● PROVIDED PASSAGE:

####################

Keywords: F1 score, recall, Machine learning, precision, mouse, individual identification, object detection and behavior

INTRODUCTION

Individual identification of laboratory rodents is crucial for behavioral neuroscience but is a difficult task for even highly experienced researchers because these rodents are usually inbred or closed colonized and thus are very similar in size and color. The current methods for identifying individual rodents are largely classified into two strategies: temporal marking and quasi-permanent marking. The temporal methods include (i) marking an ear or tail with an ink pen or spray, (ii) dyeing a patch of fur with food coloring, picric acid, etc. (only for albino or light-colored rodents) and (iii) shaving a patch of fur. The quasi-permanent methods include (iv) ear punches or tags1,2, (v)tattoos on the ear, tail, or toe3, (vi) subcutaneous implantation of wireless microchips4,5 and (vii) radio frequency identification devices6,7. These methods work to some extent8, but they may have practical disadvantages. For example, temporal methods cause changes in the body appearance of mice. Because mice perceive others at least in part by sight9, changes in their appearance may impinge on social behavioral assays. Permanent methods are inevitably accompanied by damage to tissues or skin and may cause infectious diseases2,10. Thus, these conventional methods may affect physiological homeostasis and animal behavior perse. To tackle this issue, the purpose of this study was to establish an accurate and non-invasive method for the individual identification of native laboratory mice using an open-source machine learning algorithm.

MATERIALS AND METHODS

Animal ethics: Animal experiments were performed with the approval of the Animal Experiment Ethics Committee at The University of Tokyo (approval number: P29-11) and according to the University of Tokyo guidelines for the care and use of laboratory animals. These experimental protocols were carried out in accordance with the Fundamental Guidelines for Proper Conduct of Animal Experiment and Related Activities in Academic Research Institutions (Ministry of Education, Culture, Sports, Science and Technology, Notice No. 71 of 2006), the Standards for Breeding and Housing of and Pain Alleviation for Experimental Animals (Ministry of the Environment, Notice No. 88 of 2006) and the Guidelines on the Method of Animal Disposal (Prime Minister's Office, Notice No. 40 of 1995). This study was conducted in September 2019. All animals were housed under a 12-h dark-light cycle (light from 08:00 to 20:00) at 22±1°C with ad libitum food and water.

Animal preparation: Four postnatal 3-week-old male C57BL/6J mice (Japan SLC, Shizuoka, Japan) were separately bred in a single cage. The mice were named Hamlet, Othello, Lear and Macbeth.

Photography: After the mice were fully habituated to experimenters, RGB-colored photographs (3,936×2,624 pixels, 24-bit intensity) of them were take using a commercially available digital camera (DSC-RX1R, Sony, Tokyo, Japan), which was set at a distance of approximately 50 cm above mice. A total of 706 photographs (i.e., 160, 218, 181 and 147 images for Hamlet, Othello, Lear and Macbeth, respectively) were obtained. Camera settings were fixed throughout the experiments; that is, the F-number, the ISO speed and the exposure time were 5.0, ISO-500 and 1/800 sec, respectively. A mouse was surrounded with whiteboards to increase the contrast between the animal and the background and LED panel lights were set above the whiteboards to increase photosensitivity. The luminous intensity at the positions of the mouse’s eyes was kept under 500× to reduce light-induced retinal damage.

####################

● WHAT THIS TASK INVOLVES:
Answer these questions from the text on identifying laboratory mice:
1. What were the four mice named?
2. When was the study conducted?
3. How many photographs were obtained in total?

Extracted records
####################

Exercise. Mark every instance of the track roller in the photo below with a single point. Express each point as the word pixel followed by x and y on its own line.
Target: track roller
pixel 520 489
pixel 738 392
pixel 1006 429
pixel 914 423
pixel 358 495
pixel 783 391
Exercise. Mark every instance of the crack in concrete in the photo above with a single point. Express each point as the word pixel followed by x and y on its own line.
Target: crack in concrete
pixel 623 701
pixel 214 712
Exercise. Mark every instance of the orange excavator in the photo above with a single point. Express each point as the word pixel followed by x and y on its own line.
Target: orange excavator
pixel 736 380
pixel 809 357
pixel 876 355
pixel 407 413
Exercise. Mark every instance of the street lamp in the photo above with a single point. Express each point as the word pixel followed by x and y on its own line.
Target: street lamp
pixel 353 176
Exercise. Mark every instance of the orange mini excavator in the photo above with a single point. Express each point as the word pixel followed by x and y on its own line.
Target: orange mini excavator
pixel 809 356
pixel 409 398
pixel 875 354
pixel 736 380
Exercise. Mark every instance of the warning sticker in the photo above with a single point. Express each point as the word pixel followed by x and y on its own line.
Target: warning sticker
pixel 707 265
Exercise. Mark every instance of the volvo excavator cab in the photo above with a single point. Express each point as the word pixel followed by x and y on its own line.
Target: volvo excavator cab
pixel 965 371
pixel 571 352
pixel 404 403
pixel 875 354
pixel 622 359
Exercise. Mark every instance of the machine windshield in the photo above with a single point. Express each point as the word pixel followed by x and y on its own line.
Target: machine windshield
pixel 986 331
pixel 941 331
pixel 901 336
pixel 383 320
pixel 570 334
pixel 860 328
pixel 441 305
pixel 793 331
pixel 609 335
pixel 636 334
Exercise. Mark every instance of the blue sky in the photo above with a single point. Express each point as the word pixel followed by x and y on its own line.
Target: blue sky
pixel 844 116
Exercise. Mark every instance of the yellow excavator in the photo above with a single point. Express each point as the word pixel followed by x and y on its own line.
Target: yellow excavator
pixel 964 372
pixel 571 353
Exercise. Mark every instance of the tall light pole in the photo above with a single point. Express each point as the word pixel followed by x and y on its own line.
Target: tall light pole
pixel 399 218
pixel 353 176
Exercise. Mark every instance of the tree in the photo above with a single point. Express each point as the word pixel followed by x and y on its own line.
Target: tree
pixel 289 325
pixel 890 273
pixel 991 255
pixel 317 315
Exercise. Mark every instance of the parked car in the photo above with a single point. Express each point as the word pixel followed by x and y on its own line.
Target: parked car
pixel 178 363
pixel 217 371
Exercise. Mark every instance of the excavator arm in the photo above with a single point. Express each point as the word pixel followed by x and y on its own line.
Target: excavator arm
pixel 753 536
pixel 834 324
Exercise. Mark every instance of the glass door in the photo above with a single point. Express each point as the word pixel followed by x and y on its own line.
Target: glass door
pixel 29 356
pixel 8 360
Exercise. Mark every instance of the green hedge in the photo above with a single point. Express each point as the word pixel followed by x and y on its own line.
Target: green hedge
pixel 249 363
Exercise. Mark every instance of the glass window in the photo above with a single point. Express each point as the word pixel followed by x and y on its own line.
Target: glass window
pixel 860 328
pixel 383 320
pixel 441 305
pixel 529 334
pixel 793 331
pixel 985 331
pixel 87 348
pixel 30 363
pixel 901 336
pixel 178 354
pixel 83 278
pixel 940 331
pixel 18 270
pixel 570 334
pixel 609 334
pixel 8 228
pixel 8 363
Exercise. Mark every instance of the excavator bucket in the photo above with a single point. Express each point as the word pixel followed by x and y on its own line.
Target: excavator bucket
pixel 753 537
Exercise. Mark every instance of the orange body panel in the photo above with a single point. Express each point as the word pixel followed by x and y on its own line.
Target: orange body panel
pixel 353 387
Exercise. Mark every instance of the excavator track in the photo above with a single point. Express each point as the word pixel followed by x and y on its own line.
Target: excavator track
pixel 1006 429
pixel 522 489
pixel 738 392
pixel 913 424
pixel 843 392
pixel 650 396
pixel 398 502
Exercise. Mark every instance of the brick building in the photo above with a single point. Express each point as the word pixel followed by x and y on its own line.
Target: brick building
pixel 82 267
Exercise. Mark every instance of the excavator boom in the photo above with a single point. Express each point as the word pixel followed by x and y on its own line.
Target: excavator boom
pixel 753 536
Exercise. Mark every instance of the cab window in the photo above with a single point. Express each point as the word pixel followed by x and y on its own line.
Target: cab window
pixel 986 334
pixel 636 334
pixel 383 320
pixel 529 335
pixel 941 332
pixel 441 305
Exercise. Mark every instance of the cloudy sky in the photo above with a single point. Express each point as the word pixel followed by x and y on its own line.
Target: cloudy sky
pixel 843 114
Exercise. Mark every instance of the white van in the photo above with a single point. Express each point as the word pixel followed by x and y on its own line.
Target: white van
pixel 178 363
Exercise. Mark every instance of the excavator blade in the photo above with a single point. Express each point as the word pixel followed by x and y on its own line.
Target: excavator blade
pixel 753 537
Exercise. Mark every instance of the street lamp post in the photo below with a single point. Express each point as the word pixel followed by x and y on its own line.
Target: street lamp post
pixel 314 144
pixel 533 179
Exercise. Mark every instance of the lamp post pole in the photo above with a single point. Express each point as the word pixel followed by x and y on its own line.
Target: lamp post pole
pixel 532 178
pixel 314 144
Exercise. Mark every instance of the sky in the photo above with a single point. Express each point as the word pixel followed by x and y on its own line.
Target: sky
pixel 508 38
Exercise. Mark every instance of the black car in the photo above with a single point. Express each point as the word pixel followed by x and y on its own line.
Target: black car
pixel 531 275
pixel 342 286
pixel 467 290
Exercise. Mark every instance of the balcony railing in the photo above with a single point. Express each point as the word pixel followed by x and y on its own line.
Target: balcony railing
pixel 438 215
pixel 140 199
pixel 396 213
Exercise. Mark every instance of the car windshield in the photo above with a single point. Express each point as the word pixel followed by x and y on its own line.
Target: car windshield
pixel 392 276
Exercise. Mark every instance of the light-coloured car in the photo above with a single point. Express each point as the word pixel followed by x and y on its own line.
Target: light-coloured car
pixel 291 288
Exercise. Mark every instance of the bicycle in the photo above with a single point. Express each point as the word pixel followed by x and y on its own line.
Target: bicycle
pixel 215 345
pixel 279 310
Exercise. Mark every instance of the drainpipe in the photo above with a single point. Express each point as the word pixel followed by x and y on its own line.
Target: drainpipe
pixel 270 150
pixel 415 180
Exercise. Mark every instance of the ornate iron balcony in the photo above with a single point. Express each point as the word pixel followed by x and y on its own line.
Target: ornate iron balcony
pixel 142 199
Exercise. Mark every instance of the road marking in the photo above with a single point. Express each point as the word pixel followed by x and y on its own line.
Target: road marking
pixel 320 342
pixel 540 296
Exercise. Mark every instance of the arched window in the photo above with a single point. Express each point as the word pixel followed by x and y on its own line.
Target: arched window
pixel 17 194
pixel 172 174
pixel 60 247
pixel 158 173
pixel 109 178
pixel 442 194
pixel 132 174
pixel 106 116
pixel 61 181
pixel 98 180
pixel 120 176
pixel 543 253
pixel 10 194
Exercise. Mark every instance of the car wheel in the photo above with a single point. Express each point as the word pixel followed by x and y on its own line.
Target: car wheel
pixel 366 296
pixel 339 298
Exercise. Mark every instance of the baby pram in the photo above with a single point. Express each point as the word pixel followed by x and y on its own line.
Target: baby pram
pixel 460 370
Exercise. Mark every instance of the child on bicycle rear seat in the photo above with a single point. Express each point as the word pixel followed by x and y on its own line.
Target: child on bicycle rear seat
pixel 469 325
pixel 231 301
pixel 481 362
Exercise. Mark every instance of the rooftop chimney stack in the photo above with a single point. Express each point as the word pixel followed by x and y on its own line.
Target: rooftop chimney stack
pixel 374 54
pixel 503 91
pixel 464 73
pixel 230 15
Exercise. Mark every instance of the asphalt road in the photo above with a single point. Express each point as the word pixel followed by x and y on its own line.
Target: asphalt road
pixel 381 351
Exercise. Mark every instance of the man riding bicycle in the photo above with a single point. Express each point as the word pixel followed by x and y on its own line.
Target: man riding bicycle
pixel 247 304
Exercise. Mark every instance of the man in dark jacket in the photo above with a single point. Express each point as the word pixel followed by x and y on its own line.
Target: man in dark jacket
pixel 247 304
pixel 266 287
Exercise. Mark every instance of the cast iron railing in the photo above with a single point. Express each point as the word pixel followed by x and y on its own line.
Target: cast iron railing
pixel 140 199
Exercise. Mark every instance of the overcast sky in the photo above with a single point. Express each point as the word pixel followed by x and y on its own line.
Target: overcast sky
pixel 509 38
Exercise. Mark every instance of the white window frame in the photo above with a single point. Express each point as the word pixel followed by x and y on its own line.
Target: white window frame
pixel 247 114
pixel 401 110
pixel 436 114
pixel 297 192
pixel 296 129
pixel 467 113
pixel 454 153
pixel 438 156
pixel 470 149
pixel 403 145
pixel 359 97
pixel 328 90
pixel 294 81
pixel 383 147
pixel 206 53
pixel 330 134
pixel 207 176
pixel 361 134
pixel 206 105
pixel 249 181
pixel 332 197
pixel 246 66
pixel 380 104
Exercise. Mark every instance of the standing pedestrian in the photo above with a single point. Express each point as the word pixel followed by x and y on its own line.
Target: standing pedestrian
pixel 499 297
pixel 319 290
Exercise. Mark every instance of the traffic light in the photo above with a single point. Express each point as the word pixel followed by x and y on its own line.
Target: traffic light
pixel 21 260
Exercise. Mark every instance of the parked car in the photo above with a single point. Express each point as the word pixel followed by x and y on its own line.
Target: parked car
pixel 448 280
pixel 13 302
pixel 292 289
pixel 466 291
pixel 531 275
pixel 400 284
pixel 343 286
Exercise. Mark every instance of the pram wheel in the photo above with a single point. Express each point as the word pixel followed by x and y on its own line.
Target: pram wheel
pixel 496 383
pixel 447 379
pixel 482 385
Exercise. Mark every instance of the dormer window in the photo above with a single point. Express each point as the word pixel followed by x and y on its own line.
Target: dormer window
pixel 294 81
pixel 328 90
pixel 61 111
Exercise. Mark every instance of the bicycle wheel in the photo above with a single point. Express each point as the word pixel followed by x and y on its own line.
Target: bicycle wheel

####################

● TASK RESULT:
1. Hamlet, Othello, Lear and Macbeth
2. September 2019
3. 706